PROBLEMS:
• 1. Could you transcribe the SSRFT excerpt, beginning at the words "# Apply to matrix" and stopping after "during matrix multiplication."?
• 2. Could you condense the part of the SSRFT excerpt that begins "An SSRFT $R \in \mathbb{R}^{k \times n}$ is defined implicitly as" into one shorter sentence that keeps the formula and what each factor is?

EXCERPTED TEXT:

3. Subsampled Randomized Fourier Transform (SSRFT)
Definition
An SSRFT $R \in \mathbb{R}^{k \times n}$ is defined implicitly as:
\[R = \sqrt{\frac{n}{k}} \cdot P_2 \cdot F \cdot D_1 \cdot P_1 \cdot F \cdot D_2\]
where:
- $D_1, D_2$: Diagonal matrices with random $\pm 1$ entries
- $F$: Discrete Fourier Transform (applied via FFT)
- $P_1, P_2$: Random permutation matrices
- The factor $\sqrt{n/k}$ normalizes the output
Properties
- Density: Dense when materialized, but never stored explicitly
- Generation: $O(n)$ time (just random permutations and signs)
- Application: $O(m n \log n)$ via FFT
- Storage: $O(k + n)$ (just store permutations and signs)
- Theoretical guarantees: Excellent for structured matrices
When to Use
✅ Best for:
- Large structured matrices
- When $n$ is a power of 2 (fastest FFT)
- Signal processing applications
- Image/video data
❌ Avoid when:
- $n$ is small (< 1000)
- Matrix has no structure
- FFT is not available/efficient
Implementation
# Create SSRFT reduction map
R = SSRFT(k, n, field="real")
# Apply to matrix (uses FFT internally)
Y = R * A # O(mn log n) operation
Z = A * R' # Transposed SSRFT
# Access properties
size(R) # (k, n)
issparse(R) # false (but never materialized)How SSRFT Works
- Pre-randomization: Apply $D_2$ (element-wise sign flips)
- FFT: Transform to frequency domain
- Permute: Shuffle rows with $P_1$
- Second randomization: Apply $D_1$
- Second FFT: Another Fourier transform
- Subsample: Select $k$ rows with $P_2$
- Scale: Multiply by $\sqrt{n/k}$
All operations are implicitly applied during matrix multiplication.

Shape boundary entries:
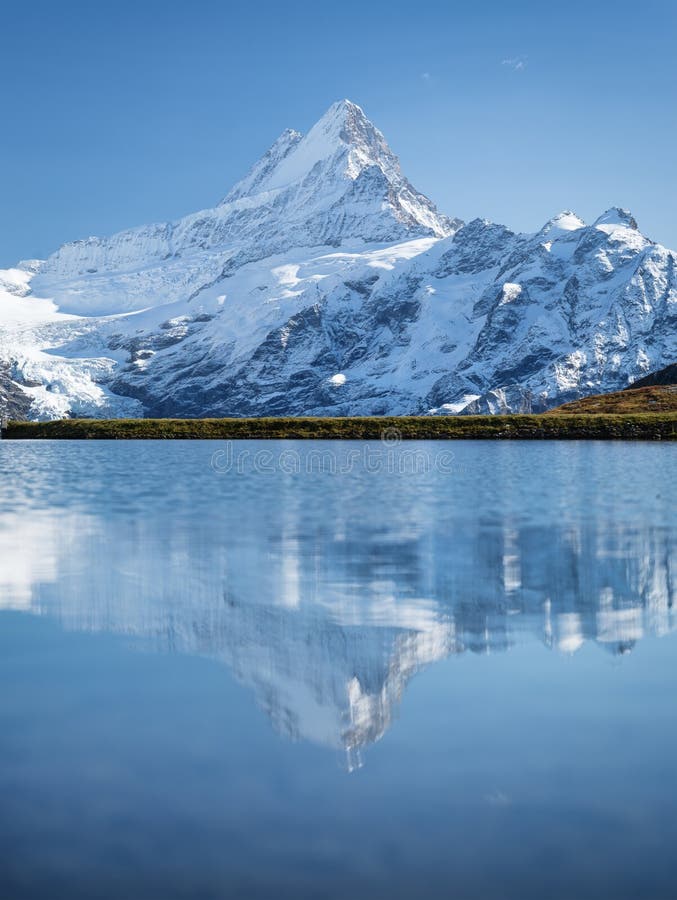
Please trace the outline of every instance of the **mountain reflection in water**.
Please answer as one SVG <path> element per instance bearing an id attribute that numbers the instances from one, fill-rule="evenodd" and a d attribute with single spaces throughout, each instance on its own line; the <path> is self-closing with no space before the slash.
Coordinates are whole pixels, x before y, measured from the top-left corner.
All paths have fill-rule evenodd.
<path id="1" fill-rule="evenodd" d="M 19 477 L 40 447 L 2 449 L 17 476 L 0 516 L 4 608 L 219 660 L 276 730 L 345 752 L 349 768 L 437 660 L 533 638 L 623 654 L 675 626 L 672 488 L 639 514 L 610 479 L 591 504 L 594 447 L 493 445 L 507 479 L 470 444 L 456 478 L 224 479 L 203 444 L 45 443 L 60 477 L 79 472 L 53 505 L 63 485 L 44 472 L 36 485 L 35 467 Z M 617 448 L 604 449 L 613 469 Z M 548 469 L 530 481 L 545 450 Z"/>

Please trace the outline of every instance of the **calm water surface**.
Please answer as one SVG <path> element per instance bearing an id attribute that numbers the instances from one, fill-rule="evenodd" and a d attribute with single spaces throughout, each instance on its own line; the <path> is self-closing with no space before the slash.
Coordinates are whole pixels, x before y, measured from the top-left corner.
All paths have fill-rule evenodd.
<path id="1" fill-rule="evenodd" d="M 674 448 L 374 451 L 0 443 L 3 900 L 675 896 Z"/>

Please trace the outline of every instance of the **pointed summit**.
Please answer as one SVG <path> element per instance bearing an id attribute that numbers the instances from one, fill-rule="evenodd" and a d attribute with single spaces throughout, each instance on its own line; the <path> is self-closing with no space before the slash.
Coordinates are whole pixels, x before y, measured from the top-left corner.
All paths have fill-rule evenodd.
<path id="1" fill-rule="evenodd" d="M 461 224 L 441 215 L 409 184 L 384 136 L 350 100 L 333 103 L 305 136 L 285 131 L 223 203 L 243 199 L 256 205 L 257 200 L 274 199 L 289 221 L 314 219 L 320 208 L 331 211 L 333 224 L 324 239 L 332 241 L 348 236 L 389 240 L 398 231 L 402 237 L 443 237 Z M 339 236 L 335 227 L 344 204 L 344 233 Z M 356 231 L 357 206 L 362 224 Z"/>

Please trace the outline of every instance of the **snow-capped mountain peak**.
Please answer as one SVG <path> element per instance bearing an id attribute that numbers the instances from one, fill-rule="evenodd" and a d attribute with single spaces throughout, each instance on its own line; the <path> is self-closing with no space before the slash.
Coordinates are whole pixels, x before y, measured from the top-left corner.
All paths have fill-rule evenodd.
<path id="1" fill-rule="evenodd" d="M 612 206 L 611 209 L 607 209 L 606 212 L 602 213 L 598 219 L 595 219 L 593 227 L 599 228 L 600 226 L 632 228 L 633 231 L 639 230 L 637 220 L 630 210 L 622 209 L 620 206 Z"/>
<path id="2" fill-rule="evenodd" d="M 585 222 L 576 213 L 569 209 L 563 210 L 552 219 L 549 219 L 539 234 L 551 234 L 552 232 L 578 231 L 579 228 L 585 228 Z"/>
<path id="3" fill-rule="evenodd" d="M 677 256 L 627 210 L 461 226 L 341 100 L 214 208 L 0 273 L 0 411 L 524 412 L 677 358 Z"/>

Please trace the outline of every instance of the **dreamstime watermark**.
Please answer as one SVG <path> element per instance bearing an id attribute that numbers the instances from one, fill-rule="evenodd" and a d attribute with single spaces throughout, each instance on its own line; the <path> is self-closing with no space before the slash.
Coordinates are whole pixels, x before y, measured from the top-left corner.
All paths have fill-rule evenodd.
<path id="1" fill-rule="evenodd" d="M 386 428 L 378 443 L 364 441 L 356 447 L 353 442 L 332 442 L 331 447 L 308 446 L 271 449 L 243 447 L 242 441 L 224 441 L 211 457 L 211 467 L 219 475 L 348 475 L 363 471 L 368 474 L 442 475 L 458 474 L 454 452 L 447 447 L 431 451 L 417 441 L 403 442 L 397 428 Z M 417 445 L 418 444 L 418 445 Z"/>

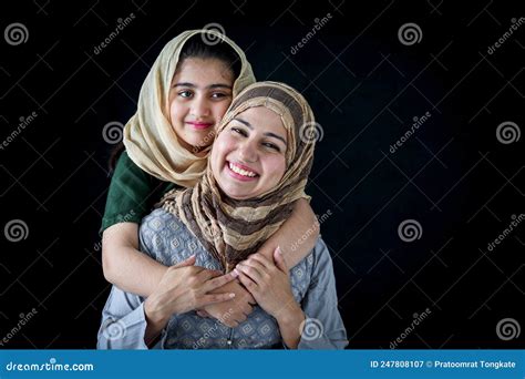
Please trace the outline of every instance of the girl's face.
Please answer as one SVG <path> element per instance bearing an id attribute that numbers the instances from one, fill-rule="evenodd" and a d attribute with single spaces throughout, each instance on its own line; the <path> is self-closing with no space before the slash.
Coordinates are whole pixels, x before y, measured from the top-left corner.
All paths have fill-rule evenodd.
<path id="1" fill-rule="evenodd" d="M 187 58 L 169 89 L 169 121 L 181 144 L 197 153 L 214 142 L 215 125 L 231 103 L 231 70 L 218 59 Z"/>
<path id="2" fill-rule="evenodd" d="M 224 193 L 247 199 L 274 188 L 286 171 L 286 130 L 280 116 L 257 106 L 239 113 L 215 140 L 212 172 Z"/>

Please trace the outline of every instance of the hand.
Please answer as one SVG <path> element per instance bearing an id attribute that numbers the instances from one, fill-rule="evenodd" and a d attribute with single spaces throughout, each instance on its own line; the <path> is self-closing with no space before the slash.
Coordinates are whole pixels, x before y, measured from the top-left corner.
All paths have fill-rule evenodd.
<path id="1" fill-rule="evenodd" d="M 278 321 L 296 311 L 298 304 L 291 293 L 290 277 L 280 248 L 274 252 L 274 262 L 261 254 L 253 254 L 239 263 L 236 270 L 240 283 L 257 304 Z"/>
<path id="2" fill-rule="evenodd" d="M 195 255 L 172 266 L 164 274 L 154 293 L 144 303 L 146 318 L 164 324 L 176 314 L 185 314 L 209 304 L 231 300 L 234 293 L 209 294 L 236 278 L 235 273 L 194 266 Z"/>
<path id="3" fill-rule="evenodd" d="M 212 293 L 215 291 L 235 294 L 235 298 L 229 301 L 210 304 L 204 307 L 204 311 L 208 316 L 218 319 L 227 327 L 237 327 L 253 311 L 251 304 L 255 304 L 254 297 L 237 281 L 229 281 Z"/>

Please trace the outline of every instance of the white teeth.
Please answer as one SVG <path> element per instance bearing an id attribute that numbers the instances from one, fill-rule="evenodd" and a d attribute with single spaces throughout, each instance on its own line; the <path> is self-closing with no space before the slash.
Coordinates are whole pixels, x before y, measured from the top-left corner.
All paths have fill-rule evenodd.
<path id="1" fill-rule="evenodd" d="M 239 174 L 239 175 L 243 175 L 243 176 L 249 176 L 249 177 L 254 177 L 255 175 L 257 175 L 256 173 L 253 173 L 251 171 L 246 171 L 246 170 L 243 170 L 240 167 L 237 167 L 235 164 L 233 164 L 231 162 L 229 162 L 229 168 Z"/>

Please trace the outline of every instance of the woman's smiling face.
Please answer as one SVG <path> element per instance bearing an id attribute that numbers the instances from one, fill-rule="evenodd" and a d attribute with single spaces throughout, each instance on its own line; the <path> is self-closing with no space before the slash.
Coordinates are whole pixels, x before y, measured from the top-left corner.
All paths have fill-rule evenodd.
<path id="1" fill-rule="evenodd" d="M 215 125 L 231 103 L 234 73 L 218 59 L 187 58 L 169 90 L 169 121 L 181 144 L 197 153 L 214 142 Z"/>
<path id="2" fill-rule="evenodd" d="M 256 106 L 239 113 L 217 135 L 210 164 L 217 184 L 235 199 L 274 188 L 286 171 L 287 136 L 280 116 Z"/>

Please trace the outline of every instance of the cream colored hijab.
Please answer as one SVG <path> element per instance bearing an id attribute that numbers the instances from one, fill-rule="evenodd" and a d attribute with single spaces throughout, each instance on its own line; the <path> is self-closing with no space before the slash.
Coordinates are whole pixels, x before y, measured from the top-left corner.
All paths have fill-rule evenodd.
<path id="1" fill-rule="evenodd" d="M 123 142 L 131 160 L 146 173 L 165 182 L 191 187 L 206 170 L 210 146 L 200 156 L 184 148 L 169 122 L 169 88 L 186 41 L 202 34 L 203 41 L 220 39 L 237 52 L 241 68 L 234 82 L 234 98 L 255 82 L 251 65 L 240 48 L 215 30 L 188 30 L 169 41 L 153 64 L 138 96 L 136 113 L 124 127 Z M 209 43 L 209 42 L 208 42 Z"/>

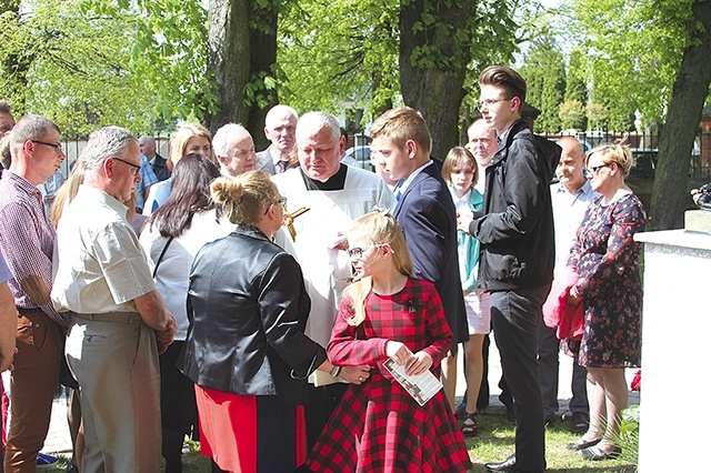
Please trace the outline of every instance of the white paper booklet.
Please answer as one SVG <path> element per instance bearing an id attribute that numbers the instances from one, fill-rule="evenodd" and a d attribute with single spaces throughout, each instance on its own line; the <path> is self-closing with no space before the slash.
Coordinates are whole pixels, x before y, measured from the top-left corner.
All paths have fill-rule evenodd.
<path id="1" fill-rule="evenodd" d="M 407 392 L 418 402 L 420 405 L 424 405 L 432 399 L 439 390 L 442 389 L 442 383 L 438 380 L 429 370 L 417 376 L 410 376 L 405 374 L 404 366 L 400 366 L 393 359 L 388 359 L 383 363 L 383 366 L 392 374 L 392 378 L 405 389 Z"/>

WRITTEN ANSWERS:
• 1.
# Apply to matrix (uses FFT internally)
Y = R * A # O(mn log n) operation
Z = A * R' # Transposed SSRFT
# Access properties
size(R) # (k, n)
issparse(R) # false (but never materialized)How SSRFT Works
- Pre-randomization: Apply $D_2$ (element-wise sign flips)
- FFT: Transform to frequency domain
- Permute: Shuffle rows with $P_1$
- Second randomization: Apply $D_1$
- Second FFT: Another Fourier transform
- Subsample: Select $k$ rows with $P_2$
- Scale: Multiply by $\sqrt{n/k}$
All operations are implicitly applied during matrix multiplication.

• 2. An SSRFT $R \in \mathbb{R}^{k \times n}$ is defined implicitly as $R = \sqrt{n/k} \cdot P_2 \cdot F \cdot D_1 \cdot P_1 \cdot F \cdot D_2$, where $D_1, D_2$ are diagonal matrices of random $\pm 1$ entries, $F$ is the Discrete Fourier Transform applied via FFT, $P_1, P_2$ are random permutation matrices, and $\sqrt{n/k}$ normalizes the output.